• **Problem to solve**
Write each line word for word, from the line that contains "Where can you spot the wet" through the last line of the material below.

** Given records follows **

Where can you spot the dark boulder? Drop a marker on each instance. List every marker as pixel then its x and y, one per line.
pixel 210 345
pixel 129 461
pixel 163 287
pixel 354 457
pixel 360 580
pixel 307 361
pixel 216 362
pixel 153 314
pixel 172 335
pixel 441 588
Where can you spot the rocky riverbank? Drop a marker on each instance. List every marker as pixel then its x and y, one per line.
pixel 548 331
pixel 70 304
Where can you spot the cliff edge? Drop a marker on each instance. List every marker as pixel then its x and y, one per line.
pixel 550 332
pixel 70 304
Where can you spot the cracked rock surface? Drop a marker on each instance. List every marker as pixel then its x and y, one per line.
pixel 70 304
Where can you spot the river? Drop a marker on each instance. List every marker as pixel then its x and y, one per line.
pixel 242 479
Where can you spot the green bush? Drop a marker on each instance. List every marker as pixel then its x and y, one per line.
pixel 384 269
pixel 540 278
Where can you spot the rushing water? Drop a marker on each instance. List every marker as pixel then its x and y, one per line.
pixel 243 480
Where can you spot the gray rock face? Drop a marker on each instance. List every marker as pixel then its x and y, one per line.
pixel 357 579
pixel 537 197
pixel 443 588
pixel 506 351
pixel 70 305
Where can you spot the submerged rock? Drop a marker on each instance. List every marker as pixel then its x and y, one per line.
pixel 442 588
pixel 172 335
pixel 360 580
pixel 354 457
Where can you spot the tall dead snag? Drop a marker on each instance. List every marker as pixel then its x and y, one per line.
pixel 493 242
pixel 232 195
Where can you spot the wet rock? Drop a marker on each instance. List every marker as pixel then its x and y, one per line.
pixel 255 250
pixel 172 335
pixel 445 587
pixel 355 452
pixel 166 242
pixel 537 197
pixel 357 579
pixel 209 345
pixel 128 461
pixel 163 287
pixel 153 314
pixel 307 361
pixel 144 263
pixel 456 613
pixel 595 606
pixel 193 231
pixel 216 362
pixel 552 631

** End of Given records **

• **Result**
Where can you spot the wet rock? Drop a marker on each instance. List every marker as pixel then its x and y, one per line.
pixel 255 250
pixel 172 335
pixel 445 587
pixel 355 452
pixel 166 242
pixel 537 197
pixel 357 579
pixel 209 345
pixel 128 461
pixel 163 287
pixel 153 314
pixel 307 361
pixel 144 263
pixel 456 613
pixel 595 606
pixel 193 231
pixel 216 362
pixel 552 631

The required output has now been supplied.